» WHAT THE TASK REQUIRES: Restate the records below word for word.

━━━ DATA LISTING ━━━

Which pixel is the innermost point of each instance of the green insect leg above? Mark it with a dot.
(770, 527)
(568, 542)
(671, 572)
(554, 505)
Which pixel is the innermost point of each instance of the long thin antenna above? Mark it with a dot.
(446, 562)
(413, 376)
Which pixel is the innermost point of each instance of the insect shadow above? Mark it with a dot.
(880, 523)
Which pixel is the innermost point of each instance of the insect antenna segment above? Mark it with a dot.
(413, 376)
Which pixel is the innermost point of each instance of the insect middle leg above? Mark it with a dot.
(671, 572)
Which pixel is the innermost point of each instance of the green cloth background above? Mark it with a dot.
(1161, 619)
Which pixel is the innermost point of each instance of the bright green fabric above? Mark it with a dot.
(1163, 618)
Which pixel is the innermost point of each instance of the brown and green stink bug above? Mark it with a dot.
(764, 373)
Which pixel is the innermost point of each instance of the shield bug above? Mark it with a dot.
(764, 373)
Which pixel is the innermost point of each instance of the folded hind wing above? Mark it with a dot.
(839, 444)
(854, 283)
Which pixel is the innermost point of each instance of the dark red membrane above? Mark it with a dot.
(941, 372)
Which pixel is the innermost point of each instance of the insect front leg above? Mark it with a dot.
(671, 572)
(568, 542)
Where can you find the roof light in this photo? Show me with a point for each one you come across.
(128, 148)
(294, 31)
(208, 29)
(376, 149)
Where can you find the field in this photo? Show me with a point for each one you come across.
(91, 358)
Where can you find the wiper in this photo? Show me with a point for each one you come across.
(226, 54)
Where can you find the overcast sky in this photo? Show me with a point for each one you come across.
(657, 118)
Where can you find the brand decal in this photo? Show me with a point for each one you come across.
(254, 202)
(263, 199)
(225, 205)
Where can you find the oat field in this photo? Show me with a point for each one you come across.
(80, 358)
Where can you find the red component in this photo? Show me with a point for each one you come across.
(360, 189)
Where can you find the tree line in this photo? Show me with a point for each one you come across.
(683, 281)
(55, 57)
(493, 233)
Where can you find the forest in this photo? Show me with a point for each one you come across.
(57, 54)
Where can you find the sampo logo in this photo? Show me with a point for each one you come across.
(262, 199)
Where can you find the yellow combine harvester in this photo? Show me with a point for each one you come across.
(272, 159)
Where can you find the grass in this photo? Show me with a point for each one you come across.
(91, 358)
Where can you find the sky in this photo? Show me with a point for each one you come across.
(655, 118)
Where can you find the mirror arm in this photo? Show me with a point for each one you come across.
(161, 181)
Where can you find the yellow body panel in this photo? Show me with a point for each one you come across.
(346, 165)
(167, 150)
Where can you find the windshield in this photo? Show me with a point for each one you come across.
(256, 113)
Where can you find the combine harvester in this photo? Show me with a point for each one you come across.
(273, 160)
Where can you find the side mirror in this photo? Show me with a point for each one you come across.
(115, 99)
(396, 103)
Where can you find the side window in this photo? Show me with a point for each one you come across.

━━━

» EXERCISE OUTPUT:
Which pixel is the innermost point of each instance of the green insect leg above? Mark it with a dot.
(770, 527)
(568, 542)
(671, 572)
(554, 505)
Which pixel is the innermost point of each instance of the long thin antenna above? Mark it with a dot.
(446, 562)
(413, 376)
Which pixel is the innermost point of each instance of the insect shadow above? Mark it with a dot.
(880, 523)
Which pixel is the innermost point of each instance of the insect antenna segment above? Mark it with a dot.
(413, 376)
Which pixel is the innermost point of each instance of the insect middle leg above? Mark it with a dot.
(671, 572)
Which pixel is the innermost point of each instance of the green cloth background above? Mark it with a dot.
(1161, 619)
Which pixel is the innermost point of each instance of the bright green fabric above? Mark it with a dot.
(1163, 618)
Which pixel is the innermost point of each instance of the brown and green stink bug above? Mark it with a dot.
(764, 373)
Which pixel is the innermost point of each instance of the shield bug above? Mark it with a dot.
(764, 373)
Which pixel is the innermost point of each instance of the folded hind wing above? Mark it with a dot.
(839, 444)
(854, 283)
Which pixel is the innermost point of each instance of the dark red membrane above? Mark it with a dot.
(941, 372)
Which pixel is the innermost point of each instance of the insect front leg above? Mark it with a dot.
(671, 572)
(568, 542)
Where can you find the roof light in this photo? Show me with a point for each one you come across.
(128, 148)
(294, 31)
(208, 29)
(376, 149)
Where can you find the field in this photo? Show me with a point for each one you come across.
(91, 358)
Where can you find the wiper in this photo? Show me with a point for each one you come across.
(226, 54)
Where can you find the overcast sky in this photo? Show me with a point for each one you come across.
(657, 118)
Where can you find the brand decal in this photo? Show me with a point for each one you come across.
(254, 202)
(263, 199)
(225, 205)
Where can you find the oat field in this photo? Show me with a point for each one you come across.
(80, 358)
Where can you find the red component in this photo? Show me with a point for each one you come across.
(360, 189)
Where can you find the tree line in this photo? Show me with a point for each one you come across.
(683, 281)
(55, 57)
(493, 233)
Where can you find the forest in this photo? Show me with a point for each one you come across.
(57, 54)
Where can you find the sampo logo in this photo? Show me with a point for each one you come across.
(262, 199)
Where can you find the yellow combine harvester in this photo? Show me with a point for each one you come across.
(272, 159)
Where can you find the grass in this photo? Show me with a point for each one you come across.
(91, 358)
Where can you find the sky in this photo? Show me with a point for each one you come across.
(655, 118)
Where can you find the mirror arm in this photo? Show me with a point for each one you come across.
(161, 181)
Where can you find the yellow body panel in this photo? Show me with a point for each one you come across.
(346, 165)
(167, 150)
Where can you find the windshield in this photo? Show me with a point for each one you come across.
(256, 113)
Where can you find the combine harvester in this photo? Show me with a point for each one you come across.
(273, 160)
Where can you find the side mirror in this photo? Show me with a point for each one you come across.
(115, 99)
(396, 103)
Where can you find the side window in this photo? Show me with a point for each one you come across.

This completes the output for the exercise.